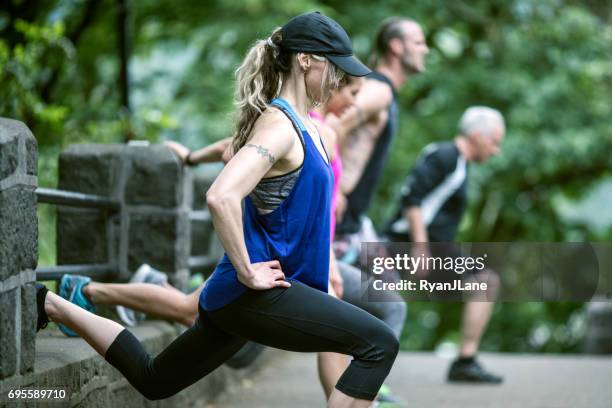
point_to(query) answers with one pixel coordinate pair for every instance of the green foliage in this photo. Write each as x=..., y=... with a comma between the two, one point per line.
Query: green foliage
x=546, y=64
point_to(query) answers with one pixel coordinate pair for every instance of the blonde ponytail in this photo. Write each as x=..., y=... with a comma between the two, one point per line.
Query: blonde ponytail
x=258, y=81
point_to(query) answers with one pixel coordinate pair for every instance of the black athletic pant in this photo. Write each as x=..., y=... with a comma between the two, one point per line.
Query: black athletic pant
x=298, y=318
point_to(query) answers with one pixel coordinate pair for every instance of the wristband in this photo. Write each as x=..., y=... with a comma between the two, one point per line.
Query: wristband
x=188, y=160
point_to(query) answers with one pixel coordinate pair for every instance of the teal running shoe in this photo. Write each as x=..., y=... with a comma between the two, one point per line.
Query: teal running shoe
x=386, y=399
x=71, y=289
x=196, y=281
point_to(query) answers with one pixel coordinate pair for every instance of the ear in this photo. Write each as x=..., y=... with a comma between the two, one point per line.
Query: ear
x=396, y=46
x=303, y=61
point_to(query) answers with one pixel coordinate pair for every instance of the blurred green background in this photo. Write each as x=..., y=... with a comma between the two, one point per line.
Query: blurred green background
x=546, y=64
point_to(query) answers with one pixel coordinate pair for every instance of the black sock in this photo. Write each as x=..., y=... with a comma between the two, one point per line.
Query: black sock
x=41, y=294
x=466, y=360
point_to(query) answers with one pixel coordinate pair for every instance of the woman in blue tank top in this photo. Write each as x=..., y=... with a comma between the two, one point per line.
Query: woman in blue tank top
x=271, y=286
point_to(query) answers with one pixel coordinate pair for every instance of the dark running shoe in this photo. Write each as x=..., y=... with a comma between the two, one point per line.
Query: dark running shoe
x=42, y=318
x=473, y=372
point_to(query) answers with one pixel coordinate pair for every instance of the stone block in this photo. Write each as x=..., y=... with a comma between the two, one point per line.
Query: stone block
x=18, y=230
x=9, y=157
x=155, y=177
x=28, y=327
x=81, y=236
x=97, y=398
x=161, y=240
x=11, y=131
x=8, y=340
x=32, y=156
x=91, y=168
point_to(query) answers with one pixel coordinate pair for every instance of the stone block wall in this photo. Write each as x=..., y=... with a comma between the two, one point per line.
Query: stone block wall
x=155, y=192
x=18, y=247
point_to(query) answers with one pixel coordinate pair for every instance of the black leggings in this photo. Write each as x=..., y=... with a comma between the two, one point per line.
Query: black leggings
x=298, y=318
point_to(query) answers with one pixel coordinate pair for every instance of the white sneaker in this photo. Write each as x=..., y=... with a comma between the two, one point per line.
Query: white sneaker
x=144, y=274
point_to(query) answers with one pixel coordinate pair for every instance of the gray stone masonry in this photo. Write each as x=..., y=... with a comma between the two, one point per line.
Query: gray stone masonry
x=18, y=247
x=155, y=192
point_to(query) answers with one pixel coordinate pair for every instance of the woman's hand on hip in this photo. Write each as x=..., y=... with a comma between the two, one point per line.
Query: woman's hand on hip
x=264, y=275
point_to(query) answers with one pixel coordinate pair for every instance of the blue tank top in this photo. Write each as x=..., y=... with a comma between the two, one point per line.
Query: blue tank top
x=296, y=233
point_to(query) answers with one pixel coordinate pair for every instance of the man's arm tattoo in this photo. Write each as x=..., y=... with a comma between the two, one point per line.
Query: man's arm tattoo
x=262, y=151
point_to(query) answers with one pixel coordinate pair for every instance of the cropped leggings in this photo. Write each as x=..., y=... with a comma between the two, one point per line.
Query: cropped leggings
x=298, y=318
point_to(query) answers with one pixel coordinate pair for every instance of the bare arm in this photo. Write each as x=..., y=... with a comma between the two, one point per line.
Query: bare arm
x=272, y=139
x=373, y=98
x=359, y=128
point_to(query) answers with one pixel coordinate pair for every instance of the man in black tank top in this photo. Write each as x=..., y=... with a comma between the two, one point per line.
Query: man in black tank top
x=368, y=129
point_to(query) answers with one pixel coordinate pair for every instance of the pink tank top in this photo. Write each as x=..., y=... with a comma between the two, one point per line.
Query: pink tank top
x=336, y=165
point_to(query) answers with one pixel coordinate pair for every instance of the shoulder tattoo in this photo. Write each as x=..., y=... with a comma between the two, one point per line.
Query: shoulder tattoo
x=262, y=151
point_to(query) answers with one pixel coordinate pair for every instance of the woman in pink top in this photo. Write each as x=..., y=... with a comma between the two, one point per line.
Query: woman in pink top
x=340, y=100
x=331, y=365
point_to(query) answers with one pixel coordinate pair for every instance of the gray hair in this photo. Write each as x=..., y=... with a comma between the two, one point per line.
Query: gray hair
x=481, y=119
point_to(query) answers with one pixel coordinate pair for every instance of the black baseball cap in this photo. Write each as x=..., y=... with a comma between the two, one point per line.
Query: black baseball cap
x=318, y=34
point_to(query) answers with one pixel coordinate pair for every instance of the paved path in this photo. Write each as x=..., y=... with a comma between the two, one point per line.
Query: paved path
x=538, y=381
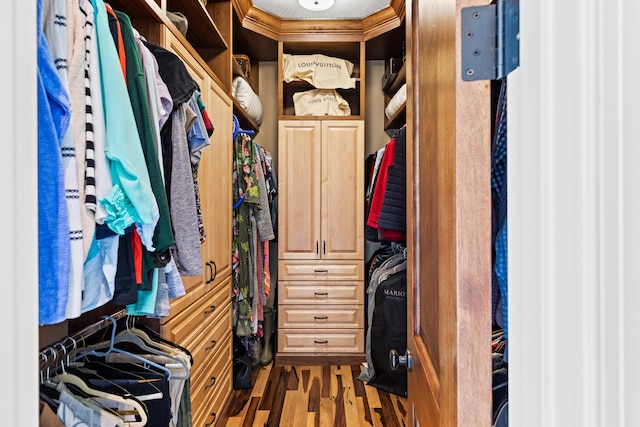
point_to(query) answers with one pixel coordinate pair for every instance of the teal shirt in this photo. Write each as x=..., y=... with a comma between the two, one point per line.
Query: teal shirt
x=123, y=147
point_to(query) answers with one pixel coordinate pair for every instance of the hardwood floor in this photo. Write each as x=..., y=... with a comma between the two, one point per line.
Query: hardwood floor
x=313, y=396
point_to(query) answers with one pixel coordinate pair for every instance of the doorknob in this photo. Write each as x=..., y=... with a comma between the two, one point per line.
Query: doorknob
x=395, y=360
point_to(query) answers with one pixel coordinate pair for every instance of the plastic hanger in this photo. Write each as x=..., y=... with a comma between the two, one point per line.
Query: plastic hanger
x=127, y=336
x=150, y=335
x=112, y=349
x=67, y=378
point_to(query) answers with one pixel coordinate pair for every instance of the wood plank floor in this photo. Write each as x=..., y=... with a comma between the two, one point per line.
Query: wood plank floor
x=313, y=396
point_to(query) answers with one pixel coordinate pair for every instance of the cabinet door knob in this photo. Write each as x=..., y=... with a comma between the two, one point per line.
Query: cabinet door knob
x=213, y=382
x=395, y=360
x=213, y=414
x=215, y=271
x=209, y=279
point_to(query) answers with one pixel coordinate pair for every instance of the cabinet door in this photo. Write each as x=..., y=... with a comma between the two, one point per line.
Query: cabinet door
x=215, y=186
x=299, y=190
x=342, y=190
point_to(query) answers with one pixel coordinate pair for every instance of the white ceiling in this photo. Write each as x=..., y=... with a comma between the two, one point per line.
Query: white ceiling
x=342, y=9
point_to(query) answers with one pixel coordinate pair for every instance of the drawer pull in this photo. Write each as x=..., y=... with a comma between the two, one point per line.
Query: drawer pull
x=213, y=382
x=213, y=414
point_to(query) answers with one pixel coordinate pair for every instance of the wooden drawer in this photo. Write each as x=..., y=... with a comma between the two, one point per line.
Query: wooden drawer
x=321, y=270
x=326, y=341
x=198, y=315
x=210, y=412
x=203, y=385
x=213, y=335
x=320, y=316
x=308, y=292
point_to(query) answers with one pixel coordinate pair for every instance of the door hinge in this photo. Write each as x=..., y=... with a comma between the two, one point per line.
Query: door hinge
x=490, y=40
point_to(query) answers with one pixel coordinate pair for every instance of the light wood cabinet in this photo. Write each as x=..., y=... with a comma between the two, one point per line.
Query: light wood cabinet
x=321, y=238
x=201, y=320
x=321, y=196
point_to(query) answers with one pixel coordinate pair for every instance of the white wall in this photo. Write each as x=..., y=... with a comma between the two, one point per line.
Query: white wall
x=574, y=206
x=18, y=257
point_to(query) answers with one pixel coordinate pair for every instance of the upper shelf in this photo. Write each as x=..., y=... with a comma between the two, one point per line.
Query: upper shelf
x=399, y=80
x=202, y=32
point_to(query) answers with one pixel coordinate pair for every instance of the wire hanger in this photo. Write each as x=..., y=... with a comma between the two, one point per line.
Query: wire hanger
x=112, y=349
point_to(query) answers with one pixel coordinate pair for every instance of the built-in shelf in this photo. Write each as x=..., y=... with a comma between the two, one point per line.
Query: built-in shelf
x=400, y=79
x=398, y=120
x=202, y=32
x=246, y=121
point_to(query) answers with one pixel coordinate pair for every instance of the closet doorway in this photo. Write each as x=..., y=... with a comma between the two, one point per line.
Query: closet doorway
x=448, y=223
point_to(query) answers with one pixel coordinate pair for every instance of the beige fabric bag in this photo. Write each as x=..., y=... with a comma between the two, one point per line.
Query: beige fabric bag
x=323, y=72
x=320, y=102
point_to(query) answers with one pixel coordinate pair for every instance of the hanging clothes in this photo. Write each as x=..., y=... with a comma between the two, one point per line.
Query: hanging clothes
x=253, y=228
x=499, y=204
x=125, y=242
x=53, y=226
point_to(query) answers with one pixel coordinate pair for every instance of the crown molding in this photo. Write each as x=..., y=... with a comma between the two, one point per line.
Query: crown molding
x=280, y=29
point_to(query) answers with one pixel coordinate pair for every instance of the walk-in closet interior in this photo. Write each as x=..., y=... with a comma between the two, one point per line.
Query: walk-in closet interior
x=235, y=192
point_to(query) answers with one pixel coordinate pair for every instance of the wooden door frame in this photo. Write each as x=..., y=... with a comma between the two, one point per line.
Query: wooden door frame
x=449, y=221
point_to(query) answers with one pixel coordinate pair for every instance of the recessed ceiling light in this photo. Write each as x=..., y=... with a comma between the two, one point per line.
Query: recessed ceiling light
x=316, y=5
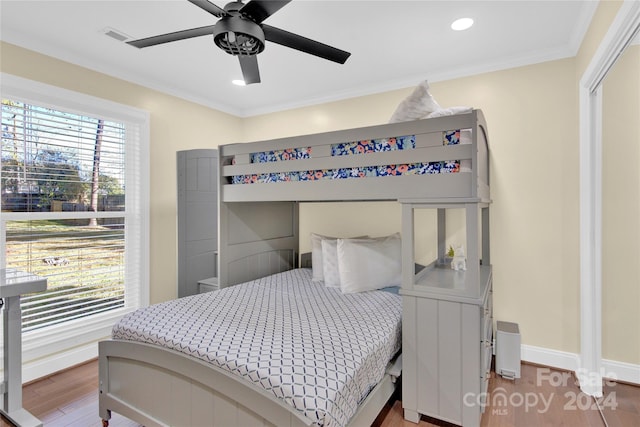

____________________

What the exercise asks -
Select each line in the material above that contains the string "running" and copy those lines verbatim, in their original order.

The completed task -
point_to(query) answers with one pixel coordinate pair for every instance of the teal running shoe in this photo. Write each as x=..., y=... with a comma between the two, one point per line.
Query: teal running shoe
point_to(query) answers with one pixel coordinate pair for every instance of the dark running shoe in this photo. Write each as x=..., y=... with a comma between the two, one point per line.
Query: dark running shoe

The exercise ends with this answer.